**Task goal:**
Will you transcribe the entries that follow, exactly and in full?

**Available data:**
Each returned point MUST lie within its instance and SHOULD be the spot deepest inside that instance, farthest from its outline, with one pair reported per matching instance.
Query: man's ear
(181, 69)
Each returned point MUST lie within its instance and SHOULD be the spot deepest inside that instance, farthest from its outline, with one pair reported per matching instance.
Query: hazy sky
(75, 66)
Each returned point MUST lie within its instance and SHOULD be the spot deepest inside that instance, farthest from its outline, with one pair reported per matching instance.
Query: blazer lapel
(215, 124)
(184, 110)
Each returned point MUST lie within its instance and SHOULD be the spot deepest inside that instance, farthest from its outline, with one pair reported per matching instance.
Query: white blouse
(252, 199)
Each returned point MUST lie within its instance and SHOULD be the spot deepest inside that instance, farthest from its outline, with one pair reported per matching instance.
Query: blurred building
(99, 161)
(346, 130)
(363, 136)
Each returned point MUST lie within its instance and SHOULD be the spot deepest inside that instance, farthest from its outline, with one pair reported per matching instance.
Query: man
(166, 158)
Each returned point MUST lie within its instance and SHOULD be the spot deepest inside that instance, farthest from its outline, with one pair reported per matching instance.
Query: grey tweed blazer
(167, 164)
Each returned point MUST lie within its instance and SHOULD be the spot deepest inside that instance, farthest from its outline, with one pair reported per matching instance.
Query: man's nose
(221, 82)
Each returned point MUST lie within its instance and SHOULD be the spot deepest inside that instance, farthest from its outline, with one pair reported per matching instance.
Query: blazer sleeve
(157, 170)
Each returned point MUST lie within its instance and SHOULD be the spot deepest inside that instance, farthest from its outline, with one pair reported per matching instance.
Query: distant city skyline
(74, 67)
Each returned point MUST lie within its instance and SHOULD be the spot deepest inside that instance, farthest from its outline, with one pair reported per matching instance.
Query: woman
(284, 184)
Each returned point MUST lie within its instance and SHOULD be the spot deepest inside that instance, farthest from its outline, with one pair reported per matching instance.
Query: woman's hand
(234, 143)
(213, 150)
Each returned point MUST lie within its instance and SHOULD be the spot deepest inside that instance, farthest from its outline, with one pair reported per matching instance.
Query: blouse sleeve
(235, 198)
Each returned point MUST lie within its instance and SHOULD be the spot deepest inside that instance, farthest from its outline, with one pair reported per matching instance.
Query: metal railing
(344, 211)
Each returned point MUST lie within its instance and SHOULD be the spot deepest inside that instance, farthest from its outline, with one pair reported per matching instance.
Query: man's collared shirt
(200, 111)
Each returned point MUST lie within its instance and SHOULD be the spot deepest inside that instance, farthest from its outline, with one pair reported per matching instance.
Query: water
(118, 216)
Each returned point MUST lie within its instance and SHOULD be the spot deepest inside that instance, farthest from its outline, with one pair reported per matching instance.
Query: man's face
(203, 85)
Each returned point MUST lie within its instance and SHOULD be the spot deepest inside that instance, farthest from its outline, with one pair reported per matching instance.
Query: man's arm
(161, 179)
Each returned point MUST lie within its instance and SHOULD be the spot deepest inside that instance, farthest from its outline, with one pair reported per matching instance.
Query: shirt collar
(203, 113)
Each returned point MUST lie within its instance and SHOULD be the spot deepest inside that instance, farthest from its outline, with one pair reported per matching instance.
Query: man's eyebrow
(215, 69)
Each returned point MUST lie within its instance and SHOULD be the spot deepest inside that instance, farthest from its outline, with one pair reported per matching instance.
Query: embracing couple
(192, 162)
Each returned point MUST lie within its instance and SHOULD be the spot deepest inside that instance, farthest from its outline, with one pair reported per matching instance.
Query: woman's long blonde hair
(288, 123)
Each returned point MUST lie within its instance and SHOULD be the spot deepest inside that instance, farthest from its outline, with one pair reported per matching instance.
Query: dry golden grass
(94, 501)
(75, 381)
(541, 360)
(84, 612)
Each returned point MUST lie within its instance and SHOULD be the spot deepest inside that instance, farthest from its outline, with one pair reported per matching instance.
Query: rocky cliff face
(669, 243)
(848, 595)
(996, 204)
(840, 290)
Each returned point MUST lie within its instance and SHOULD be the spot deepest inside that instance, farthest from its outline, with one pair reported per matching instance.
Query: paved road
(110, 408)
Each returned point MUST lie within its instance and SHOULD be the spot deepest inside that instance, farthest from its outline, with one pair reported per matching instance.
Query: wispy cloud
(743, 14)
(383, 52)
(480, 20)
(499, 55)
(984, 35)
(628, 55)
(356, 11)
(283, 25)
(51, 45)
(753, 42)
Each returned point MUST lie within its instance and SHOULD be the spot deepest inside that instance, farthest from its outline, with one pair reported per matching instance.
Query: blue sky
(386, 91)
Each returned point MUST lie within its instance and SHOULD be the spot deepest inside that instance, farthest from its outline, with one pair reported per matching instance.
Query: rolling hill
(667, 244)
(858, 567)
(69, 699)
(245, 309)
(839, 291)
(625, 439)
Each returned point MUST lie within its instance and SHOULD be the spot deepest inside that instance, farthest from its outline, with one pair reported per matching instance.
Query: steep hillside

**Solution to this task:**
Each returned point MUST lie within its instance and SHOULD be the spot deepest inside that instance, farthest from its outline, with one pair reported per matching instance.
Query: man's ear
(181, 69)
Each returned point MUST lie within its instance and SHOULD be the spot deepest inside that instance, farthest from its outline, with one pair reported per matching instance.
Query: hazy sky
(75, 66)
Each returned point MUST lie within its instance and SHOULD be the spot deepest inside that instance, farthest from its outline, with one pair reported per matching instance.
Query: blazer lapel
(215, 124)
(184, 110)
Each returned point MUST lie within its instance and SHOULD be the spot deepest inside that instance, farthest from its outline, with one pair reported per matching instance.
Query: white blouse
(252, 199)
Each returned point MUST lie within its instance and SHOULD be the spot deepest inside that instance, farthest from its outline, with one pair reported per matching instance.
Query: blurred building
(99, 161)
(346, 130)
(363, 136)
Each returned point MUST lie within its instance and SHOULD be the spot deepest inside that instance, farthest from its outline, with one pair reported per matching instance.
Query: man
(166, 158)
Each returned point MUST lie within its instance and SHOULD be the spot deepest inside that instance, farthest from its outline, with one pair reported per matching instance.
Query: grey tweed blazer
(167, 164)
Each returned point MUST lie within its instance and SHOULD be the spot deepest inside that instance, farthest from its outline, with one pair reported per matching instance.
Query: man's nose
(221, 82)
Each returned point MUST lie within its instance and SHOULD be the spot deepest inside that instance, farthest from its outline, with one pair reported per matching instance.
Query: blazer sleeve
(157, 170)
Each returned point MUST lie within its instance and SHOULD be the spot deepest inside that instance, farthest from its outline, with one pair reported per matching instance.
Query: distant city skyline
(74, 67)
Each returned point MUST lie within its instance and SHOULD be the spot deepest inside that instance, farthest from its outline, with one pair reported per matching instance.
Query: woman
(284, 184)
Each returned point MUST lie within its instance and SHOULD be the spot deepest inside that instance, farthest from its outline, with one pair reported per matching instance.
Query: woman's hand
(234, 143)
(213, 150)
Each returned point MUST lie within its instance and SHOULD be the spot deepest inside that instance, farthest from its outline, with one pair reported per matching instance.
Query: blouse sleeve
(235, 198)
Each returned point MUST lie within its instance and SHOULD be the spot deepest inside that instance, farthest from its outline, with one pair reported per matching instance.
Query: metal railing
(344, 211)
Each returned point MUST lie within its instance and SHOULD be the spot deepest inside that instance, farthest from its outline, with one pair reported per matching instance.
Query: man's collared shirt
(200, 111)
Each returned point MUST lie within its instance and SHOULD be the spot deepest inside that instance, farthest from its outline, with one pair reported per matching instance.
Query: water
(118, 216)
Each returned point MUST lie within its instance and SHOULD be the spot deepest inside that instance, farthest from its outline, with one pair reported per matching instance.
Query: man's face
(203, 85)
Each returned point MUST lie within its instance and SHOULD be the spot deepest inside that instance, farthest from its outline, with one pair reported per matching instance.
Query: man's arm
(161, 179)
Each returned point MUST lie within its instance and SHOULD be the spot deepest inside that instance, farthest from its outline, with one pair reported per matching instance.
Query: shirt collar
(203, 113)
Each returned point MUST lie within its instance and SHOULD be the spot deepest inside that instance, farthest from its outline, with one pair reported per matching instance.
Query: man's eyebrow
(215, 69)
Each returned point MUST lie within its instance and SHOULD be the spot deepest inside that instance, farthest from its outline, with one pair reported per matching instance.
Query: embracing couple
(192, 162)
Each returned point MUST lie within its instance and SHOULD be the spot deepest inside that instance, farthest from its outline, with one pair reported per matching instance.
Query: woman's long blonde hair
(288, 123)
Each returned point MUST lie within its instance and SHOULD be the spot deepest inside that instance, farthest from its outline, with one pair reported per matching instance.
Query: dry golden grass
(94, 501)
(75, 381)
(541, 360)
(84, 612)
Each returned point MUST lie within its instance and SHOULD be the spot deepest inside that instance, farthest from its outline, with one pair reported per matching instance.
Query: rocky cliff face
(669, 243)
(848, 595)
(996, 204)
(840, 290)
Each returned point MUST lie within its instance and SHOULD be the spot deepest inside that instance, farthest from its outline, with one pair reported per matching instance.
Query: paved road
(110, 408)
Each returned point MUST lie within its instance and SHOULD be the spot deepest inside that instance, farthest from its outline, with one pair reported per matching instance.
Query: wispy cloud
(743, 14)
(383, 52)
(480, 20)
(499, 55)
(984, 35)
(628, 55)
(356, 11)
(283, 25)
(51, 45)
(753, 42)
Each returned point MUST lie within its instance and SHOULD be the spot deepest inside that instance, farthest from its outline, with one pair reported per matching instance.
Query: blue sky
(386, 91)
Each returned point MUST lie within its instance and SHOULD be the spot deepest inside that instance, farthest from its outline, with one pair reported per matching instance.
Query: rolling hill
(667, 244)
(858, 567)
(69, 699)
(245, 309)
(839, 291)
(625, 439)
Each returned point MUST lie within its instance and SHOULD be the spot deepest inside that instance, farthest from its outline, with one pair reported per matching instance.
Query: steep hillside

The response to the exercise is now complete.